### Stated goal
Lay out each line of the listing below as a JSON list of strings, one string per line, with blank lines and pictures left out.

──────────

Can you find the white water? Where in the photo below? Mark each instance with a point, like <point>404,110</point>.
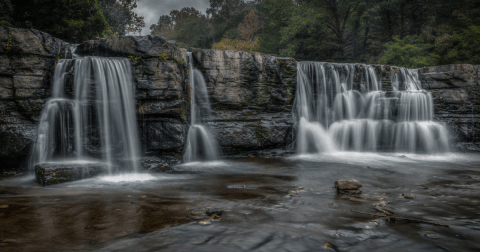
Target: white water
<point>335,116</point>
<point>201,145</point>
<point>98,123</point>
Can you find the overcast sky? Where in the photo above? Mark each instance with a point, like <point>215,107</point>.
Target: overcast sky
<point>153,9</point>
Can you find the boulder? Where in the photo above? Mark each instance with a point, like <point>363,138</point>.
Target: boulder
<point>351,184</point>
<point>55,173</point>
<point>124,46</point>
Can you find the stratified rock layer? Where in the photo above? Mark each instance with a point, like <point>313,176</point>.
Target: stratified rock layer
<point>56,173</point>
<point>251,96</point>
<point>456,96</point>
<point>26,70</point>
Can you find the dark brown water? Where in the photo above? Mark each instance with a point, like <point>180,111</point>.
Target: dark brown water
<point>165,211</point>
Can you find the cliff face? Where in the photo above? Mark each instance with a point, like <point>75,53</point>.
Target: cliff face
<point>251,94</point>
<point>27,62</point>
<point>456,93</point>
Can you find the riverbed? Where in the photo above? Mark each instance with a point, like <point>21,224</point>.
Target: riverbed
<point>269,204</point>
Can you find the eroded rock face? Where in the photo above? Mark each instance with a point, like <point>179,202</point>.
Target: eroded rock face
<point>456,96</point>
<point>137,46</point>
<point>26,71</point>
<point>251,95</point>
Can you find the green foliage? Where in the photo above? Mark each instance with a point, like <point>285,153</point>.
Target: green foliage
<point>194,31</point>
<point>410,52</point>
<point>279,13</point>
<point>6,13</point>
<point>464,46</point>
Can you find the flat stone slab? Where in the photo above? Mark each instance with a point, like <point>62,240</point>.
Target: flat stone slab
<point>351,184</point>
<point>124,46</point>
<point>56,173</point>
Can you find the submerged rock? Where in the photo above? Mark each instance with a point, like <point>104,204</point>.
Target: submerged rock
<point>138,46</point>
<point>56,173</point>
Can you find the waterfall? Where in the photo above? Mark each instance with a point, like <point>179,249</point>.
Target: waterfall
<point>201,145</point>
<point>98,123</point>
<point>354,113</point>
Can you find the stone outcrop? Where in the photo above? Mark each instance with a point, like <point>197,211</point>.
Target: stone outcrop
<point>251,96</point>
<point>456,93</point>
<point>136,46</point>
<point>56,173</point>
<point>27,62</point>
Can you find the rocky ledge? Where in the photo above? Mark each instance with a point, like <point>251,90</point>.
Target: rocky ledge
<point>251,95</point>
<point>55,173</point>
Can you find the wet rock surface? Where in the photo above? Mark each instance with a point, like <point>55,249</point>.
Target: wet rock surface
<point>170,211</point>
<point>56,173</point>
<point>25,77</point>
<point>251,96</point>
<point>350,184</point>
<point>456,96</point>
<point>138,46</point>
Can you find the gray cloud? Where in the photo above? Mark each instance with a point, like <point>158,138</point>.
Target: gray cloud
<point>153,9</point>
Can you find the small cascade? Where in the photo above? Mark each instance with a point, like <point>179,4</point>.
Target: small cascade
<point>201,145</point>
<point>98,123</point>
<point>344,107</point>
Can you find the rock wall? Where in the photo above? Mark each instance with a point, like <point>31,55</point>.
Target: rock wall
<point>456,93</point>
<point>27,61</point>
<point>251,94</point>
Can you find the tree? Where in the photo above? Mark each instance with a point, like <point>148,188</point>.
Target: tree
<point>410,52</point>
<point>70,20</point>
<point>246,32</point>
<point>278,14</point>
<point>249,27</point>
<point>226,15</point>
<point>188,26</point>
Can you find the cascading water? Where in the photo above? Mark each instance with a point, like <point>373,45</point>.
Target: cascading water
<point>201,145</point>
<point>333,115</point>
<point>98,123</point>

──────────

### Result
[
  "Can you find the white water? Where in the photo below? Mark each instance with a point, like <point>404,110</point>.",
  "Target: white water",
  "<point>335,116</point>",
  "<point>201,145</point>",
  "<point>98,123</point>",
  "Can you find the overcast sky? Where in the photo above? Mark each instance with a point, like <point>215,107</point>.",
  "Target: overcast sky",
  "<point>153,9</point>",
  "Can you find the boulder? Where in the photo above? Mark each instance with a point, like <point>363,138</point>.",
  "Target: boulder",
  "<point>351,184</point>",
  "<point>55,173</point>",
  "<point>124,46</point>",
  "Can you find the stratified rock layer? Where in the photo above? Mark each instance with a point, like <point>313,176</point>.",
  "Target: stratified rock layer",
  "<point>56,173</point>",
  "<point>251,96</point>",
  "<point>456,96</point>",
  "<point>26,70</point>",
  "Can you find the dark brown water? Where in the photo above? Mark each instance with a point, like <point>180,111</point>.",
  "Target: dark brown water",
  "<point>165,211</point>",
  "Can you find the cliff face? Where in the photo above? Mark each instance with a point, like <point>75,53</point>.",
  "Target: cliff face",
  "<point>251,94</point>",
  "<point>27,62</point>",
  "<point>456,93</point>",
  "Can you find the riverbed? Where in the photo above? Mark each instance with a point, like <point>21,224</point>.",
  "Target: riverbed",
  "<point>269,204</point>",
  "Can you find the eroded rock face? Where in the photo above? Mark each instance with a point, like <point>179,202</point>.",
  "Target: eroded rock face",
  "<point>456,96</point>",
  "<point>137,46</point>",
  "<point>26,71</point>",
  "<point>251,95</point>",
  "Can you find the green foliage? Where in the photo above? Mark each instance with a point, like <point>285,153</point>.",
  "Target: green foliage",
  "<point>194,31</point>",
  "<point>410,52</point>",
  "<point>279,13</point>",
  "<point>6,13</point>",
  "<point>464,46</point>",
  "Can you find the flat stone slab? Where in the photo above? Mark each instance with a point, like <point>62,240</point>.",
  "Target: flat stone slab",
  "<point>351,184</point>",
  "<point>124,46</point>",
  "<point>56,173</point>",
  "Can you find the submerged rock? Where in the photo above? Mark each instance with a point, like <point>104,204</point>.",
  "Target: submerged rock",
  "<point>138,46</point>",
  "<point>56,173</point>",
  "Can you find the waterfall? Where in the photo above? Mark each instance with a point, like <point>179,249</point>.",
  "Target: waterfall",
  "<point>201,145</point>",
  "<point>98,123</point>",
  "<point>354,113</point>",
  "Can you find the stone outcrop? Where in the photo above? Mark each instance with a point, like <point>197,211</point>.",
  "Target: stone outcrop",
  "<point>251,96</point>",
  "<point>456,93</point>",
  "<point>136,46</point>",
  "<point>56,173</point>",
  "<point>27,62</point>",
  "Can you find the rocky ledge? Where in the photo above? Mark each instance with a point, like <point>251,90</point>.",
  "Target: rocky ledge",
  "<point>251,95</point>",
  "<point>55,173</point>",
  "Can you find the wet rock surface? Where in the photo above? Mark each instance with a point, like <point>55,249</point>.",
  "Target: wet rock surface",
  "<point>170,211</point>",
  "<point>56,173</point>",
  "<point>25,77</point>",
  "<point>251,96</point>",
  "<point>350,184</point>",
  "<point>456,96</point>",
  "<point>138,46</point>",
  "Can you find the gray cloud? Where in the photo above? Mark each instance with a point, like <point>158,138</point>.",
  "Target: gray cloud",
  "<point>153,9</point>",
  "Can you find the small cascade? Where in the photo above? Mark each instance with a point, like <point>179,4</point>.",
  "Target: small cascade",
  "<point>201,145</point>",
  "<point>98,123</point>",
  "<point>344,107</point>",
  "Can you find the rock wall? Where in the photo above? Mark each instance with a point, like <point>31,55</point>.",
  "Target: rock wall",
  "<point>456,93</point>",
  "<point>27,61</point>",
  "<point>251,94</point>",
  "Can you find the tree? Where in the photo above? Mark each instance with a point, like <point>148,188</point>.",
  "Target: tree",
  "<point>410,52</point>",
  "<point>70,20</point>",
  "<point>246,32</point>",
  "<point>278,14</point>",
  "<point>249,27</point>",
  "<point>226,15</point>",
  "<point>188,26</point>",
  "Can you find the cascading water? Where in the photo above? Mark each instance with a point, like <point>373,45</point>.",
  "Target: cascading water",
  "<point>201,145</point>",
  "<point>333,115</point>",
  "<point>98,123</point>"
]